-------- TEXTAUSZUG

Arbeitsstättenverordnung ist zu berücksichtigen
Ein als Arbeitsstätte dienendes Bauvorhaben muss der Arbeitsstättenverordnung entsprechen. Dies kann der Bauherr von seinem Architekten erwarten, wie das OLG Düsseldorf, Urteil vom 27.10.2020 – 21 U 57/17 und der BGH, Beschluss vom 15.09.2021 – VII ZR 178/20 (Nichtzulassungsbeschwerde zurückgewiesen) bestätigen.
Dr. Achim Hering, Rechtsanwalt und Fachanwalt für Bau- und Architektenrecht, Fachanwalt für Handels- und Gesellschaftsrecht
Bild: medlay, Jörg Kersten
Zum Sachverhalt
Der Bauherr errichtet auf eigenen Grundstücken Betriebs-, Verkaufs- und Gastronomiegebäude zur Vermietung an eine weitere Gesellschaft, die Bäckerei-Filialen betreibt. Anfang 2014 beauftragte der Bauherr den Architekten mit Planungs-
und Überwachungsleistungen zur Errichtung eines Bäckereigebäudes mit Verkaufsraum und Café.

----------------
-------- DATENÜBERSICHT

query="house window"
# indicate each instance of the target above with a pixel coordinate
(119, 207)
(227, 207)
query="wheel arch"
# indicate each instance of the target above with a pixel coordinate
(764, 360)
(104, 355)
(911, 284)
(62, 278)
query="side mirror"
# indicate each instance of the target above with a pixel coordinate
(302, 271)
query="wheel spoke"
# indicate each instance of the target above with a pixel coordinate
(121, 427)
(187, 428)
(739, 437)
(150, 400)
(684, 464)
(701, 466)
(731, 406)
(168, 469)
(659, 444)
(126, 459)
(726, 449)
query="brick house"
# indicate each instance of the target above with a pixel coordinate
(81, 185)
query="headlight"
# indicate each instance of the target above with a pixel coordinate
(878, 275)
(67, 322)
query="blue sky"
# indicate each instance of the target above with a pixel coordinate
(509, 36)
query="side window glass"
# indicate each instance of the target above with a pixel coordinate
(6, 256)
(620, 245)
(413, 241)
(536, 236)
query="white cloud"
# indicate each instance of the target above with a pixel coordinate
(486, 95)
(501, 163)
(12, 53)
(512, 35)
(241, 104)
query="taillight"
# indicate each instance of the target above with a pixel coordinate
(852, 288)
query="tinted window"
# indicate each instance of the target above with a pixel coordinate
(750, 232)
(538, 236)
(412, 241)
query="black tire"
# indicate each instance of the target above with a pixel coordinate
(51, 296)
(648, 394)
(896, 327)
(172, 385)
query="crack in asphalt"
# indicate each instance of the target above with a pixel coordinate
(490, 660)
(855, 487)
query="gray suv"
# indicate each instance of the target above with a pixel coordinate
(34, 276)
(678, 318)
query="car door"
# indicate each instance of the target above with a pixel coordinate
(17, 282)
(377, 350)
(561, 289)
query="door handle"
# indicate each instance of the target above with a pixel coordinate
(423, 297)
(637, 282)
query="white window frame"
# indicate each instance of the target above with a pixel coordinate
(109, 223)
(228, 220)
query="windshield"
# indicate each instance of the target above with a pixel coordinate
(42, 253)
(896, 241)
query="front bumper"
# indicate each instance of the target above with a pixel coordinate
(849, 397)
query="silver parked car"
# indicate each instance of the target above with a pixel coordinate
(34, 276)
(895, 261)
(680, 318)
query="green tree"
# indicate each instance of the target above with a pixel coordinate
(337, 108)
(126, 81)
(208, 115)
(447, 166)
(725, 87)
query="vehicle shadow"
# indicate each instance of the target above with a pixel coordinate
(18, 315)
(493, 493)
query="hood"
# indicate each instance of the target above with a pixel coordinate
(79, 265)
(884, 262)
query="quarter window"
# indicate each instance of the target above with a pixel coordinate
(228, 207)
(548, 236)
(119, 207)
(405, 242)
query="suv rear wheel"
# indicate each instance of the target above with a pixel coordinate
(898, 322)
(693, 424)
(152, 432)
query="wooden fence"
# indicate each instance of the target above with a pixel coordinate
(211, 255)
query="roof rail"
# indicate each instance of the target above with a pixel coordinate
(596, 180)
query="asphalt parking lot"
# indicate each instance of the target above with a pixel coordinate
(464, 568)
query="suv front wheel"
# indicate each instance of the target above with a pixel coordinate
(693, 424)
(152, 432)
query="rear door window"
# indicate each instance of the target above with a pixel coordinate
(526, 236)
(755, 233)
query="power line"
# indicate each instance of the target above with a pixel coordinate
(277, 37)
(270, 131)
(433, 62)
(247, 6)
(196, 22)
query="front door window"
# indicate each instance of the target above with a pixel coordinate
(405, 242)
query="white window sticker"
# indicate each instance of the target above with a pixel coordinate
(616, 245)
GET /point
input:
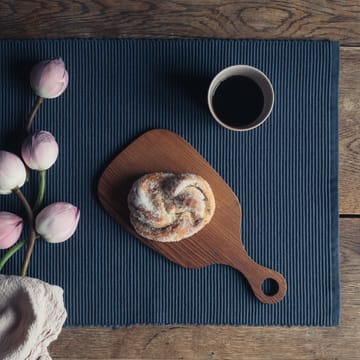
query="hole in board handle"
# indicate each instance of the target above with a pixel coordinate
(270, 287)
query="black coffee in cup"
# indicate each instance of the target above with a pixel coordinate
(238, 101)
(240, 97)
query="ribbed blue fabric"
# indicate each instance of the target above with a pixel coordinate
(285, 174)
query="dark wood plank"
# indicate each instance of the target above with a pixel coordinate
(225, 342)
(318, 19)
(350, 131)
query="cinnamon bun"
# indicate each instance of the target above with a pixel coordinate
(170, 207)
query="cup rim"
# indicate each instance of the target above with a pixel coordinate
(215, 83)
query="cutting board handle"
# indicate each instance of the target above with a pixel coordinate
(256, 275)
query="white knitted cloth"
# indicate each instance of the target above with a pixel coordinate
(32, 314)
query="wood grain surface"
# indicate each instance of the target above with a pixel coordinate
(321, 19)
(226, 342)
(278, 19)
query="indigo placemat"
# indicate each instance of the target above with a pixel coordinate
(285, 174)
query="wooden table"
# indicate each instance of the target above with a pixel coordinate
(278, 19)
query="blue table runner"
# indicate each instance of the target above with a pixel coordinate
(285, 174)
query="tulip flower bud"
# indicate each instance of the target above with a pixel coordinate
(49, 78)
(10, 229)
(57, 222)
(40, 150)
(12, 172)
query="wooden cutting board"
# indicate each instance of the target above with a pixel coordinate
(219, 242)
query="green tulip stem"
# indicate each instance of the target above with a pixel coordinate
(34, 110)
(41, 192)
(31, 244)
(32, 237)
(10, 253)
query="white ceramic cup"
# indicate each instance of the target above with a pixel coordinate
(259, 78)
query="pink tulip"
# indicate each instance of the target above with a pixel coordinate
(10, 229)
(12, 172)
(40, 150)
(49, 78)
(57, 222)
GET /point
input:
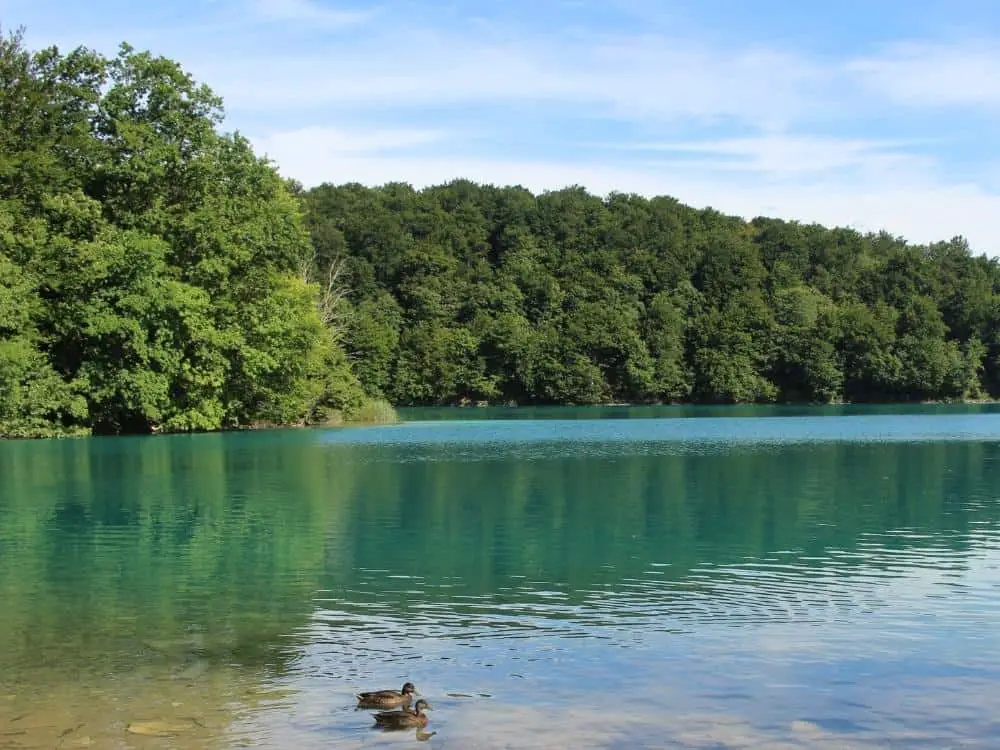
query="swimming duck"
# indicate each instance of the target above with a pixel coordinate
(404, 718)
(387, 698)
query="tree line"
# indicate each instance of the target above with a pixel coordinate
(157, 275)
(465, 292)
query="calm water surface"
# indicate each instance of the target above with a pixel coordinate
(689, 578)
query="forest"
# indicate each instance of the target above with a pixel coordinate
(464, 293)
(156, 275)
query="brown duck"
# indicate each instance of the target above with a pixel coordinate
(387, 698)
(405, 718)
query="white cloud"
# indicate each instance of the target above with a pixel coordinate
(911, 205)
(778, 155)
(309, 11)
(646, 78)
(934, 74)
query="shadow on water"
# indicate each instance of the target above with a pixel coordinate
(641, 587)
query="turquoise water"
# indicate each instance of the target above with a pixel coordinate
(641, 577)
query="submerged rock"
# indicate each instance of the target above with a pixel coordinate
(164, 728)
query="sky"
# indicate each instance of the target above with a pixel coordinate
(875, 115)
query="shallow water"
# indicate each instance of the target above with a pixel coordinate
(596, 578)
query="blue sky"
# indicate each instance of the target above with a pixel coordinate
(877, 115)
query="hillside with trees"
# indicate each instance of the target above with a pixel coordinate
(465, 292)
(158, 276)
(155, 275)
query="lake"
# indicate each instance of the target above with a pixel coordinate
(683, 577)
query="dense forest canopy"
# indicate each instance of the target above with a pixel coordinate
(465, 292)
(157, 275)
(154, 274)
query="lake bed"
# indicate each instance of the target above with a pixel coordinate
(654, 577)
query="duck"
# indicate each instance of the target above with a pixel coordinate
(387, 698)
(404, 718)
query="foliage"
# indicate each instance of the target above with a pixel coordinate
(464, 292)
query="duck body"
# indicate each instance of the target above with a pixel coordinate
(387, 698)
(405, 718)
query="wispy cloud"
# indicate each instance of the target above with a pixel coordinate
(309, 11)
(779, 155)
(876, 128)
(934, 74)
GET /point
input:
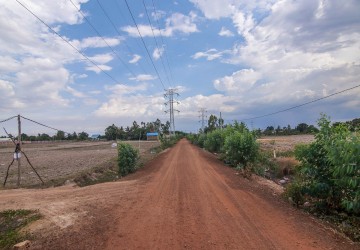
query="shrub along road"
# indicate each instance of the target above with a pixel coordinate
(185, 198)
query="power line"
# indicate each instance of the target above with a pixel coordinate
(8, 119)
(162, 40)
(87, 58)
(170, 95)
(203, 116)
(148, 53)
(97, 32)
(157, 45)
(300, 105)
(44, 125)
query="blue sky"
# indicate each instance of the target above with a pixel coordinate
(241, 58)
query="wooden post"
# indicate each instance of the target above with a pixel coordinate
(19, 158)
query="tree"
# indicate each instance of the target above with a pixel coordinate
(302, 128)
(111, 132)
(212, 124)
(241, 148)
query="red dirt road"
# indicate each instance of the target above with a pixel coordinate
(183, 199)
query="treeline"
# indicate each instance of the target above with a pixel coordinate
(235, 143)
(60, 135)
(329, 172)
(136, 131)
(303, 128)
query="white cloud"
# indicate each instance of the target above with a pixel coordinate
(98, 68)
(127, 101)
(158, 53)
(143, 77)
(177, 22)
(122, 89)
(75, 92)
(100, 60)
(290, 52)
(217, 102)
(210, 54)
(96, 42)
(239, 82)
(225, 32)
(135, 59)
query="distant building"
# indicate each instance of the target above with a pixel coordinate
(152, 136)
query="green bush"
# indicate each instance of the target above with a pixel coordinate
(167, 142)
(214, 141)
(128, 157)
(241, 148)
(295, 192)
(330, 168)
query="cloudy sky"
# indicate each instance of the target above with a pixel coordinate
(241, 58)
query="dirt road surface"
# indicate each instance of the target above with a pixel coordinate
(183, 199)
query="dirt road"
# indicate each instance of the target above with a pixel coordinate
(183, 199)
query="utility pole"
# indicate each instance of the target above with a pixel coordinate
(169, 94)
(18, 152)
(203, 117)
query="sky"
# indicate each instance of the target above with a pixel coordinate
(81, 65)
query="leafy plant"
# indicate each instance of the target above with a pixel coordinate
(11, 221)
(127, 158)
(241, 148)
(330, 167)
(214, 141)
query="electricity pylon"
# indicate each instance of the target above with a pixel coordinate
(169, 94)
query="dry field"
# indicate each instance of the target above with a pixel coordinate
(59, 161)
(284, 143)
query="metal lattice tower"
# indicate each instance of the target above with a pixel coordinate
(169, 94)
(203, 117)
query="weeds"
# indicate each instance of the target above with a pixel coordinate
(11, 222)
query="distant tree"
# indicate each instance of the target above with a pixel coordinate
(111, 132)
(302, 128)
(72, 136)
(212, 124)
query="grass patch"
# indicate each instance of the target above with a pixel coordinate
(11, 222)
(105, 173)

----------------

### VERSTÄNDNIS PRÜFEN
1. Bearbeiten Sie den Text zur Arbeitsstättenverordnung beginnend mit „Dr. Achim Hering, Rechtsanwalt“ und endend mit „Verkaufsraum und Café.“, wobei Sie „Café“ durch „Bistro“ ersetzen.
2. Führen Sie den Text zur Arbeitsstättenverordnung nach seinem letzten Satz fort.
Das Material steht in keinem Zusammenhang mit dem Text zur Arbeitsstättenverordnung.

### ANTWORTEN JE AUFGABE
1.
Dr. Achim Hering, Rechtsanwalt und Fachanwalt für Bau- und Architektenrecht, Fachanwalt für Handels- und Gesellschaftsrecht
Bild: medlay, Jörg Kersten
Zum Sachverhalt
Der Bauherr errichtet auf eigenen Grundstücken Betriebs-, Verkaufs- und Gastronomiegebäude zur Vermietung an eine weitere Gesellschaft, die Bäckerei-Filialen betreibt. Anfang 2014 beauftragte der Bauherr den Architekten mit Planungs-
und Überwachungsleistungen zur Errichtung eines Bäckereigebäudes mit Verkaufsraum und Bistro.

2.
Nach Erteilung der Baugenehmigung wird der Rohbau planmäßig errichtet.
Der Café-Bereich im Rundbau hat eine Rohbauhöhe von 3,87 m, der Verkaufsbereich mit Auslage, der Café-Bereich am Eingang und auf der Terrasse von 2,80 m. Die sich für den Ausbauzustand daraus ergebende lichte Raumhöhe von 2,50 m beanstandet der Bauherr als nicht regelkonform.
In der Folgezeit können sich die Parteien über geeignete Umplanungen nicht verständigen. Der Bauherr kündigt daraufhin den Vertrag mit dem Architekten aus einem wichtigen Grund. Mit seiner Klage verlangt er Schadensersatz für die zwischenzeitlich angefallenen Kosten des Abbruchs und der Neuerrichtung des Rohbaus in Höhe von ca. 100.000 Euro sowie für weitere Schäden.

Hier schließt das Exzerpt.